- [The task]: Give the data again exactly as it is written.

(Data shown Opens)

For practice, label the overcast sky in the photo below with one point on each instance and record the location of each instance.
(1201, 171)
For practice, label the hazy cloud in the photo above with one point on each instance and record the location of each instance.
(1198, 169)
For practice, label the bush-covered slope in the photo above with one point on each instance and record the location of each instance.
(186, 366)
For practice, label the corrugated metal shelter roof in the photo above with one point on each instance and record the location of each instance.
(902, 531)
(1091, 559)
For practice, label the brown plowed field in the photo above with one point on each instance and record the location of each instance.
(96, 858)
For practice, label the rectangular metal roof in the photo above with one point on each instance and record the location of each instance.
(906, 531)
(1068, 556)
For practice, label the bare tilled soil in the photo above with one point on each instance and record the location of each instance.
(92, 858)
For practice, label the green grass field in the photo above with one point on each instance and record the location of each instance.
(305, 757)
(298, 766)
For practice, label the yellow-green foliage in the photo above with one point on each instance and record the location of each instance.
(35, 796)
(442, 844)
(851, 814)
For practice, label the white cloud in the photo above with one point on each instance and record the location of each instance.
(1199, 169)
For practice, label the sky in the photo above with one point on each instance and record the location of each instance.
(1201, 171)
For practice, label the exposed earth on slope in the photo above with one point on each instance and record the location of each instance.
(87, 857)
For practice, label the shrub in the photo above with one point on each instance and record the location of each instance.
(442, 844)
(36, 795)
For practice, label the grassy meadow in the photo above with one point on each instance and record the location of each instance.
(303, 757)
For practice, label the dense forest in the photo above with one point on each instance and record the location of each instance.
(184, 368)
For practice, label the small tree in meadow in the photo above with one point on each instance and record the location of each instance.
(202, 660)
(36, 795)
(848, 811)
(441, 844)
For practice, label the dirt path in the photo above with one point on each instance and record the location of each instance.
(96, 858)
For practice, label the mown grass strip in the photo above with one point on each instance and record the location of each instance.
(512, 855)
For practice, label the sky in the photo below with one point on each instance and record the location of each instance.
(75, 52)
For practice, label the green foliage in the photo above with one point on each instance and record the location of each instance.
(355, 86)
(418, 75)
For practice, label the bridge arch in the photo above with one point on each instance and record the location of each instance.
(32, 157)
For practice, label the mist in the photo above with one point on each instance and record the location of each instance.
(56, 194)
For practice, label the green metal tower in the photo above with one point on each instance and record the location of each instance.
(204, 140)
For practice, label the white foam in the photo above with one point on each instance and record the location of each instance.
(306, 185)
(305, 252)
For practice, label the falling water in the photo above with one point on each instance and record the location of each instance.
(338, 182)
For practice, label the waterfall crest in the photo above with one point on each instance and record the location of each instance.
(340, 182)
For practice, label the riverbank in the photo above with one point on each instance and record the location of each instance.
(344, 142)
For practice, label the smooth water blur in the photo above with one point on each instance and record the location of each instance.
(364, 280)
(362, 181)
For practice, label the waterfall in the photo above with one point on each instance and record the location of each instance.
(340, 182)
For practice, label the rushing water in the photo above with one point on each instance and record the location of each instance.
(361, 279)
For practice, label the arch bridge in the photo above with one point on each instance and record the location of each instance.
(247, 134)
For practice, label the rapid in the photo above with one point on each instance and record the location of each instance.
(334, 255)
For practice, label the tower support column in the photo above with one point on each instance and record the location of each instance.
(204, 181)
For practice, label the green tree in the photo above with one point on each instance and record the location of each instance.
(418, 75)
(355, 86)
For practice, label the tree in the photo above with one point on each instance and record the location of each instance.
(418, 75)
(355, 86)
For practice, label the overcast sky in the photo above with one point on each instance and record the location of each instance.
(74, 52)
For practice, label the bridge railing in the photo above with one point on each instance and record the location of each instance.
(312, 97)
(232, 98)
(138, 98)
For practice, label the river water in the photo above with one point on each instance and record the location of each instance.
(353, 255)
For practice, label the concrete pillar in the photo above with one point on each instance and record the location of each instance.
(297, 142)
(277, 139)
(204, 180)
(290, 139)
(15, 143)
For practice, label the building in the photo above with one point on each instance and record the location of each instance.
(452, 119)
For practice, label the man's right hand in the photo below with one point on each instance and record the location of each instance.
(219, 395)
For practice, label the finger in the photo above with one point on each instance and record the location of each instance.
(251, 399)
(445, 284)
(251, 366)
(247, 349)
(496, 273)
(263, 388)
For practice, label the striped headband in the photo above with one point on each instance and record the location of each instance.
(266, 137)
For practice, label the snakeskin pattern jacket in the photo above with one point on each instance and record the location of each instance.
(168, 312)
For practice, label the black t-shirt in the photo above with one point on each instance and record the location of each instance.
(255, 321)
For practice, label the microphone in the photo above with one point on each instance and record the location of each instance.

(Data shown Closes)

- [Output of the exercise]:
For practice, label the overcast sky in the photo below with one point on each instance and record the location of each instance.
(1201, 171)
For practice, label the hazy cloud in the photo above with one point on each instance and record the location of each instance.
(1198, 169)
For practice, label the bush-covered slope in the photo above with one point on each instance and record the location of each instance.
(186, 366)
For practice, label the corrugated metal shelter roof in the photo above with one point on each instance and record the location of each instance.
(902, 531)
(1091, 559)
For practice, label the brown plowed field in the photo above with one point on each instance and record the location of each instance.
(96, 858)
For practice, label the rectangular metal roof in the photo above with one point on each instance and record the location of each instance.
(906, 531)
(1068, 556)
For practice, label the bare tilled soil in the photo above with one point on each instance and record the location of each instance.
(92, 858)
For practice, label the green grass field in the photo above with one point on each instance and record the location of each instance.
(305, 757)
(298, 766)
For practice, label the yellow-green foliage in the photo above with one point on each instance and record the location of each instance.
(35, 796)
(442, 844)
(851, 814)
For practice, label the white cloud in the photo above with one point on each instance and record the location of each instance.
(1199, 169)
For practice, label the sky in the photo above with one point on each instance and record the location of each instance.
(1201, 171)
For practice, label the exposed earth on slope in the photo above with one point on each instance and record the location of each instance.
(87, 857)
For practice, label the shrub in the photo above with one point on each instance and record the location of each instance.
(442, 844)
(36, 795)
For practice, label the grassy meadow in the photo above with one point on each instance and record the location of each instance.
(303, 757)
For practice, label the dense forest in the photo above with one point on each instance and record the location of each instance.
(184, 368)
For practice, label the small tree in meadow in the photo above with one point on each instance and record the location of each instance.
(202, 660)
(36, 795)
(848, 811)
(441, 844)
For practice, label the dirt path in the photo above with one point on each instance and record the location of each instance.
(96, 858)
For practice, label the mown grass strip in the photo above with one point on each instance and record the location of each instance.
(512, 855)
For practice, label the sky in the photo below with one point on each instance and record the location of each instance.
(75, 52)
For practice, label the green foliage in the photo above with one point on each instance and record the location of each instance.
(355, 86)
(418, 75)
For practice, label the bridge arch in the photo above with one point on each instance and record the location of each instance.
(32, 157)
For practice, label the mist in the photo above with one point on each instance and record the location of each instance.
(56, 194)
For practice, label the green metal tower in the photo above with one point on each instance and record the location of each instance.
(204, 140)
For practice, label the white foam in the photo above with one point on each instance and record the location of each instance.
(306, 185)
(305, 252)
For practice, label the falling water in the photo above with one point on each instance and record the location of each instance.
(338, 182)
For practice, label the waterfall crest in the photo above with one point on each instance and record the location of each instance.
(340, 182)
For practice, label the riverbank in the photo above with one point on each instance and record the location of each instance.
(344, 142)
For practice, label the smooth water blur in the photo above with one point on each instance and record the location of each instance.
(364, 280)
(362, 181)
For practice, label the waterfall in the photo above with one point on each instance and record the location of each instance.
(340, 182)
For practice, label the rushing water in the photo above with one point on each instance and record the location of each instance.
(361, 279)
For practice, label the arch bridge in the photo above with one point on each instance and record the location of each instance.
(247, 134)
For practice, label the rapid in the photo above with one point on each instance and record the location of each instance.
(334, 255)
For practice, label the tower support column in the photo above with one point on each instance and record the location of each instance.
(204, 181)
For practice, label the green tree in the photo above with one point on each instance and record the location of each instance.
(418, 75)
(355, 86)
For practice, label the tree in the photo above with one point on each instance and record the location of each instance.
(418, 75)
(355, 86)
For practice, label the overcast sky in the photo above with one point on each instance and record the location of each instance.
(74, 52)
For practice, label the bridge railing in the photo above with one point on each instance and record the location of each instance.
(312, 97)
(232, 98)
(138, 98)
For practice, label the river water in the photo above with one point on each instance and record the location of each instance.
(353, 255)
For practice, label the concrete pillar in the photo above with one point on each instance and record the location of each instance.
(297, 142)
(277, 139)
(204, 180)
(290, 139)
(15, 143)
For practice, label the building in the photo above with one point on each instance and record the location of each instance.
(452, 119)
For practice, label the man's right hand in the photo below with one point on each instance and record the location of each instance.
(219, 395)
For practice, label the finger in the photo above with one point on each instance and record the location of each instance.
(251, 399)
(445, 284)
(251, 366)
(247, 349)
(496, 273)
(263, 388)
For practice, label the striped headband in the photo above with one point on each instance and record the location of each instance.
(266, 137)
For practice, label the snakeskin pattern jacket in the photo above with one point on each instance and record the location of each instance.
(168, 312)
For practice, label the black t-shirt in the photo above with one point on each instance and record the location of each instance.
(255, 321)
For practice, label the microphone in the photo above with one point on each instance and record the location of each instance.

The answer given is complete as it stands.